▶ [REQUIRED WORK]:
Convert the items below into a JSON list of strings, one string per line, skipping any blank lines.

_ _ _

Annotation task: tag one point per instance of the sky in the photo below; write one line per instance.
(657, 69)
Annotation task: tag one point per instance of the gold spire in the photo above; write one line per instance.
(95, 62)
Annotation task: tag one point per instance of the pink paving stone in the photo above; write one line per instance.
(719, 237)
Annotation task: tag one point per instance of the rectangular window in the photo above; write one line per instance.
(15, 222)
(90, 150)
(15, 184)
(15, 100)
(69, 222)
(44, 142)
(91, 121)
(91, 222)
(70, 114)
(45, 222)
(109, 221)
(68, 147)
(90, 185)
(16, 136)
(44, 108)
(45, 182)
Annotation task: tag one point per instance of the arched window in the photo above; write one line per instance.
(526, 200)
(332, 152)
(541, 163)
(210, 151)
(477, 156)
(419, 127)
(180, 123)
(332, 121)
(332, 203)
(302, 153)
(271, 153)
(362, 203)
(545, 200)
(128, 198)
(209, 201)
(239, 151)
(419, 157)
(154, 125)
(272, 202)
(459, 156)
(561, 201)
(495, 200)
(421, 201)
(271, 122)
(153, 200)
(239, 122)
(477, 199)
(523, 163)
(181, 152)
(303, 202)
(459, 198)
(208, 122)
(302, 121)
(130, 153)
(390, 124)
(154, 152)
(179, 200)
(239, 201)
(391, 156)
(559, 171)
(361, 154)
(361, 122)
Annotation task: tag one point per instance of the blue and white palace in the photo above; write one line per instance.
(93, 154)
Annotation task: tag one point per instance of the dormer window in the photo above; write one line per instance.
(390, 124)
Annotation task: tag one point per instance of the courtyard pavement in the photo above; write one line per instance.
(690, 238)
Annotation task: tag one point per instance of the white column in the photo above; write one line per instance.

_ _ _

▶ [RESPONSE BELOW]:
[
  "Annotation task: tag one point per instance of the sky in the photo below; write one line per instance.",
  "(657, 69)",
  "Annotation task: tag one point per instance of the gold spire in the photo above; write one line per instance.",
  "(95, 62)",
  "Annotation task: tag one point per instance of the pink paving stone in the photo above; write one line per instance.",
  "(719, 237)",
  "Annotation task: tag one point per instance of the rectangular window in the photo above; write one line per instance.",
  "(15, 222)",
  "(90, 150)",
  "(15, 184)",
  "(15, 100)",
  "(69, 222)",
  "(44, 142)",
  "(91, 121)",
  "(91, 222)",
  "(70, 114)",
  "(45, 222)",
  "(109, 221)",
  "(68, 147)",
  "(90, 185)",
  "(16, 136)",
  "(44, 108)",
  "(45, 182)",
  "Annotation task: tag one point per instance of the arched window in the photo above; write one line per instance.",
  "(526, 200)",
  "(332, 152)",
  "(541, 163)",
  "(210, 151)",
  "(477, 156)",
  "(419, 127)",
  "(180, 123)",
  "(332, 121)",
  "(332, 203)",
  "(302, 153)",
  "(271, 153)",
  "(362, 203)",
  "(545, 200)",
  "(128, 198)",
  "(209, 201)",
  "(239, 151)",
  "(419, 157)",
  "(154, 125)",
  "(272, 202)",
  "(459, 156)",
  "(561, 201)",
  "(495, 200)",
  "(421, 201)",
  "(271, 122)",
  "(153, 200)",
  "(239, 122)",
  "(477, 199)",
  "(523, 163)",
  "(181, 152)",
  "(303, 202)",
  "(459, 198)",
  "(208, 122)",
  "(302, 121)",
  "(130, 153)",
  "(390, 124)",
  "(154, 152)",
  "(179, 200)",
  "(239, 201)",
  "(391, 156)",
  "(559, 171)",
  "(361, 154)",
  "(361, 122)",
  "Annotation task: tag one point per instance of the blue and white palace in the photo above; write one line per instance.",
  "(93, 154)",
  "Annotation task: tag one point per instance of the dormer window in the photo above; write one line per instance.",
  "(390, 124)",
  "Annotation task: tag one point per instance of the courtyard pavement in the photo above; write one line per instance.",
  "(690, 238)",
  "Annotation task: tag one point per instance of the white column in the photo above; write one line per instance."
]